• Instruction:
Write every record out again exactly, and keep images out of it.

• Extracted records:
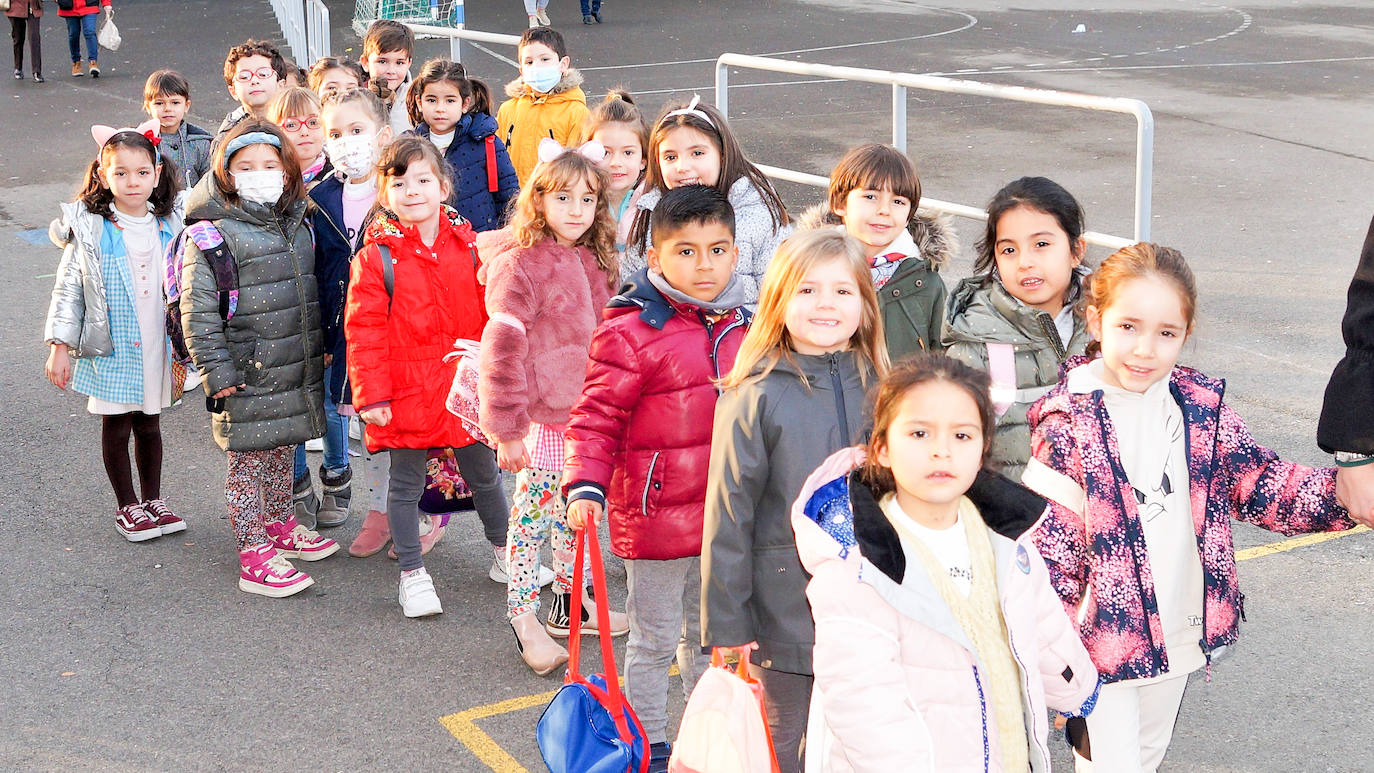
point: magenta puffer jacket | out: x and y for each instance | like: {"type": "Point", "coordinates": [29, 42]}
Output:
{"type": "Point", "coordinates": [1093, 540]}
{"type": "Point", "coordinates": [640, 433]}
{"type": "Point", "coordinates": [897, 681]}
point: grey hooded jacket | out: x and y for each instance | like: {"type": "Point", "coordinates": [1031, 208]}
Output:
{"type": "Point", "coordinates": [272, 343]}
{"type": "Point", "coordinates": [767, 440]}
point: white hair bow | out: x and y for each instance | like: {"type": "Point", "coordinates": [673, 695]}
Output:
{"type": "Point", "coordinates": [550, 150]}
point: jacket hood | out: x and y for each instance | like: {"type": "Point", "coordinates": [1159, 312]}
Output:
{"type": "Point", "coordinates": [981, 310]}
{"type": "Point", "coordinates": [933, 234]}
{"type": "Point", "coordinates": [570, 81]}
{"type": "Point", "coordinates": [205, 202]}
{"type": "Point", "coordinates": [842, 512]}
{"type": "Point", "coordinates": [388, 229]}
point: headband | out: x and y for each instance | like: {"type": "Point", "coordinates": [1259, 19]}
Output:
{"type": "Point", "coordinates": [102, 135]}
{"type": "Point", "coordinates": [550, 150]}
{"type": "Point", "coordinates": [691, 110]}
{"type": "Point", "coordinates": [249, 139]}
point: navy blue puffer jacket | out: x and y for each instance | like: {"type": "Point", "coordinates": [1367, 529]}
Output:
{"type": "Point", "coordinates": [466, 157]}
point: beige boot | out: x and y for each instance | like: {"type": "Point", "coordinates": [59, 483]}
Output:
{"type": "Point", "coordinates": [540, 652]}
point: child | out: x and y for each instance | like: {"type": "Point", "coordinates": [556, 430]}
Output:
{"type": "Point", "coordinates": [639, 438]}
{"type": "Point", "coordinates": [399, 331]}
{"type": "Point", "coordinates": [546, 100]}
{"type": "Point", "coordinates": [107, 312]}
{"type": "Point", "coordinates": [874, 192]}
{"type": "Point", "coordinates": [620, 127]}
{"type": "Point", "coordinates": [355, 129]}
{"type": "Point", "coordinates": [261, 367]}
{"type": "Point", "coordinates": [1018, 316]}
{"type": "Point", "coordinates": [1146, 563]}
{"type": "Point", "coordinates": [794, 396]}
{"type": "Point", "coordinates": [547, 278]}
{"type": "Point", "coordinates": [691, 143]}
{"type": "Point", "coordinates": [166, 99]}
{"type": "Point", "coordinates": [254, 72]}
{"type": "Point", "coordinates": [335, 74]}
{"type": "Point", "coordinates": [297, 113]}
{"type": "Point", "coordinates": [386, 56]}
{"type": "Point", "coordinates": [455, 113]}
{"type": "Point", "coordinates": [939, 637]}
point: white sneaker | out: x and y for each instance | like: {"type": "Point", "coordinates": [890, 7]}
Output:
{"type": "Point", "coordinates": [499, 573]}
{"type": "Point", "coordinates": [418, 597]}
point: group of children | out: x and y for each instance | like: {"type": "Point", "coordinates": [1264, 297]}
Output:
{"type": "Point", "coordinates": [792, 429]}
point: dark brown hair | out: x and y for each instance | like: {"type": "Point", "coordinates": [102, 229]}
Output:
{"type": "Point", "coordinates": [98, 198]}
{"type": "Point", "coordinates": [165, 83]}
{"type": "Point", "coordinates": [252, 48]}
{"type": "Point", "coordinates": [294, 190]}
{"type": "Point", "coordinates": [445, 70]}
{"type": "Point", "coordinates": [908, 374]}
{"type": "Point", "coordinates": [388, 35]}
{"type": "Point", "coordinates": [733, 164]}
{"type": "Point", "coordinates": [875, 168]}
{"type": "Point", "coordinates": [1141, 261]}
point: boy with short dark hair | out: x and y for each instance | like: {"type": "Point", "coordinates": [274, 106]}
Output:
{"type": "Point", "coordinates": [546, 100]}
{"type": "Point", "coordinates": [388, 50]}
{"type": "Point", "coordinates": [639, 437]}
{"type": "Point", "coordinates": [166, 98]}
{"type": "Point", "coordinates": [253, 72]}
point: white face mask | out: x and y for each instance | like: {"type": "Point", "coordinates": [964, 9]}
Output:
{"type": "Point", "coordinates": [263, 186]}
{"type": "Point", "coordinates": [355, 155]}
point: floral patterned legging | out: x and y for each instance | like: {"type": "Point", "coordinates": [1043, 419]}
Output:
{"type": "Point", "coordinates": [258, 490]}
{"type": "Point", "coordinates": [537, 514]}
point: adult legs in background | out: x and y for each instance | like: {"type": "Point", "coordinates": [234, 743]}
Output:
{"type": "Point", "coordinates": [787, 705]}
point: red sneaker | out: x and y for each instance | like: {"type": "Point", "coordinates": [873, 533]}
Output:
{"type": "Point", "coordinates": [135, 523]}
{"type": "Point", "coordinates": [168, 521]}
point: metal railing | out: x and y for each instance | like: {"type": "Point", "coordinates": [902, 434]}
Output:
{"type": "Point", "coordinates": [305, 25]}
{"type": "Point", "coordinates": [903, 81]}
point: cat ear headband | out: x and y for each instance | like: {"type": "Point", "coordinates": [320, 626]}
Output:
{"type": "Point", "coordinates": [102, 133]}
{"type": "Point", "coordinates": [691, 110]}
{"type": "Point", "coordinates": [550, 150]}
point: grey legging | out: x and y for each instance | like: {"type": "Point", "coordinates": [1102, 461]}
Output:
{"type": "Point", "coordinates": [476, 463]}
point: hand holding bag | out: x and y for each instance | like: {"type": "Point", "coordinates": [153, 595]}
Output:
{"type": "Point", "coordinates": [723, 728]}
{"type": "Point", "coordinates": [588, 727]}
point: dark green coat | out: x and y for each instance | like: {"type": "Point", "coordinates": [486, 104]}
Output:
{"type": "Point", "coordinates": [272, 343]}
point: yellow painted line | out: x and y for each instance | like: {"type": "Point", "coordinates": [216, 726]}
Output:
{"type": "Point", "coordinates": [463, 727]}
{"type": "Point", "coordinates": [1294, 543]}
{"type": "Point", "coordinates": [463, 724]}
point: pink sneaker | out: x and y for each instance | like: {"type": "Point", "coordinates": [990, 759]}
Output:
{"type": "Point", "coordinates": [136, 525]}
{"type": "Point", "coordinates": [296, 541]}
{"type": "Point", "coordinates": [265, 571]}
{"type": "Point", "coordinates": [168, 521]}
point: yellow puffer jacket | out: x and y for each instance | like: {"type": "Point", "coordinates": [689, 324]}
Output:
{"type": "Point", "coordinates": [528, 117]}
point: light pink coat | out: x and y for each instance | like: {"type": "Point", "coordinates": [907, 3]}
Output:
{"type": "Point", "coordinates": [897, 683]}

• Answer for the task:
point: magenta puffer jacket | out: x and y for each instance | like: {"type": "Point", "coordinates": [29, 42]}
Output:
{"type": "Point", "coordinates": [1093, 540]}
{"type": "Point", "coordinates": [640, 433]}
{"type": "Point", "coordinates": [897, 681]}
point: grey hooded jacket | out: x and y for each instance | like: {"type": "Point", "coordinates": [1031, 208]}
Output:
{"type": "Point", "coordinates": [272, 343]}
{"type": "Point", "coordinates": [767, 440]}
point: white hair bow | out: x and y for each instance | like: {"type": "Point", "coordinates": [673, 695]}
Output:
{"type": "Point", "coordinates": [550, 150]}
point: jacket hood | out: x and y for each instance | like: {"type": "Point", "coordinates": [1159, 312]}
Output:
{"type": "Point", "coordinates": [981, 310]}
{"type": "Point", "coordinates": [933, 234]}
{"type": "Point", "coordinates": [570, 81]}
{"type": "Point", "coordinates": [205, 202]}
{"type": "Point", "coordinates": [842, 512]}
{"type": "Point", "coordinates": [388, 229]}
point: headband | out: x and y for each instance | like: {"type": "Point", "coordinates": [1259, 19]}
Output:
{"type": "Point", "coordinates": [102, 135]}
{"type": "Point", "coordinates": [550, 150]}
{"type": "Point", "coordinates": [691, 110]}
{"type": "Point", "coordinates": [249, 139]}
point: navy blue puffer jacket | out: x and y for each instance | like: {"type": "Point", "coordinates": [1367, 529]}
Output:
{"type": "Point", "coordinates": [466, 157]}
point: beige boot | out: x and y for each instance | like: {"type": "Point", "coordinates": [59, 483]}
Output:
{"type": "Point", "coordinates": [540, 652]}
point: child | out: x and y for each instance | like: {"type": "Point", "coordinates": [556, 430]}
Output:
{"type": "Point", "coordinates": [639, 438]}
{"type": "Point", "coordinates": [399, 331]}
{"type": "Point", "coordinates": [546, 100]}
{"type": "Point", "coordinates": [107, 312]}
{"type": "Point", "coordinates": [874, 192]}
{"type": "Point", "coordinates": [620, 127]}
{"type": "Point", "coordinates": [355, 129]}
{"type": "Point", "coordinates": [261, 367]}
{"type": "Point", "coordinates": [1018, 316]}
{"type": "Point", "coordinates": [1146, 563]}
{"type": "Point", "coordinates": [794, 396]}
{"type": "Point", "coordinates": [547, 278]}
{"type": "Point", "coordinates": [691, 143]}
{"type": "Point", "coordinates": [166, 99]}
{"type": "Point", "coordinates": [254, 72]}
{"type": "Point", "coordinates": [335, 74]}
{"type": "Point", "coordinates": [297, 113]}
{"type": "Point", "coordinates": [386, 56]}
{"type": "Point", "coordinates": [455, 113]}
{"type": "Point", "coordinates": [939, 637]}
point: white sneaker | out: x and y for each instance | like: {"type": "Point", "coordinates": [890, 7]}
Output:
{"type": "Point", "coordinates": [499, 573]}
{"type": "Point", "coordinates": [418, 597]}
point: group of children | out: x and y for each instance | like: {"type": "Point", "coordinates": [1264, 297]}
Output:
{"type": "Point", "coordinates": [792, 429]}
point: dark brown hair | out: x and y for each instance | like: {"type": "Point", "coordinates": [102, 229]}
Output:
{"type": "Point", "coordinates": [98, 198]}
{"type": "Point", "coordinates": [165, 83]}
{"type": "Point", "coordinates": [252, 48]}
{"type": "Point", "coordinates": [294, 190]}
{"type": "Point", "coordinates": [445, 70]}
{"type": "Point", "coordinates": [908, 374]}
{"type": "Point", "coordinates": [388, 35]}
{"type": "Point", "coordinates": [733, 164]}
{"type": "Point", "coordinates": [875, 168]}
{"type": "Point", "coordinates": [1141, 261]}
point: boy with short dark hair | out: x and y for each instance | like: {"type": "Point", "coordinates": [274, 106]}
Output:
{"type": "Point", "coordinates": [546, 100]}
{"type": "Point", "coordinates": [388, 50]}
{"type": "Point", "coordinates": [639, 437]}
{"type": "Point", "coordinates": [166, 98]}
{"type": "Point", "coordinates": [253, 72]}
point: white face mask | out: x and y for each instance | like: {"type": "Point", "coordinates": [964, 9]}
Output:
{"type": "Point", "coordinates": [263, 186]}
{"type": "Point", "coordinates": [355, 155]}
point: floral patterned legging | out: x and y for each instance | like: {"type": "Point", "coordinates": [1043, 419]}
Output:
{"type": "Point", "coordinates": [258, 490]}
{"type": "Point", "coordinates": [537, 514]}
point: adult legs in background | out: x and y for each instance | like: {"type": "Point", "coordinates": [234, 743]}
Output:
{"type": "Point", "coordinates": [787, 705]}
point: red sneaker | out: x and y for each instance | like: {"type": "Point", "coordinates": [873, 533]}
Output:
{"type": "Point", "coordinates": [135, 523]}
{"type": "Point", "coordinates": [168, 521]}
point: metal railing | out: x and y for each instance | like: {"type": "Point", "coordinates": [902, 434]}
Output:
{"type": "Point", "coordinates": [305, 25]}
{"type": "Point", "coordinates": [903, 81]}
point: cat ear headband | out: x and y for each instance | like: {"type": "Point", "coordinates": [320, 626]}
Output:
{"type": "Point", "coordinates": [102, 133]}
{"type": "Point", "coordinates": [691, 110]}
{"type": "Point", "coordinates": [550, 150]}
point: grey legging | out: x and y for each instance | like: {"type": "Point", "coordinates": [1102, 461]}
Output:
{"type": "Point", "coordinates": [476, 463]}
point: hand holding bag | out: x and y for each instance | like: {"type": "Point", "coordinates": [153, 595]}
Output:
{"type": "Point", "coordinates": [723, 728]}
{"type": "Point", "coordinates": [588, 727]}
point: dark green coat | out: x and y for each instance | like: {"type": "Point", "coordinates": [486, 104]}
Output:
{"type": "Point", "coordinates": [272, 343]}
point: yellow painted line | out: x and y for each instance | like: {"type": "Point", "coordinates": [216, 726]}
Output:
{"type": "Point", "coordinates": [463, 727]}
{"type": "Point", "coordinates": [1294, 543]}
{"type": "Point", "coordinates": [463, 724]}
point: pink sneaker | out: x and y for each instance | like: {"type": "Point", "coordinates": [990, 759]}
Output:
{"type": "Point", "coordinates": [136, 525]}
{"type": "Point", "coordinates": [296, 541]}
{"type": "Point", "coordinates": [265, 571]}
{"type": "Point", "coordinates": [168, 521]}
point: yellow puffer jacket | out: x and y for each instance | like: {"type": "Point", "coordinates": [689, 324]}
Output:
{"type": "Point", "coordinates": [528, 117]}
point: light pink coat | out: x and y for each instance | like: {"type": "Point", "coordinates": [907, 3]}
Output:
{"type": "Point", "coordinates": [897, 683]}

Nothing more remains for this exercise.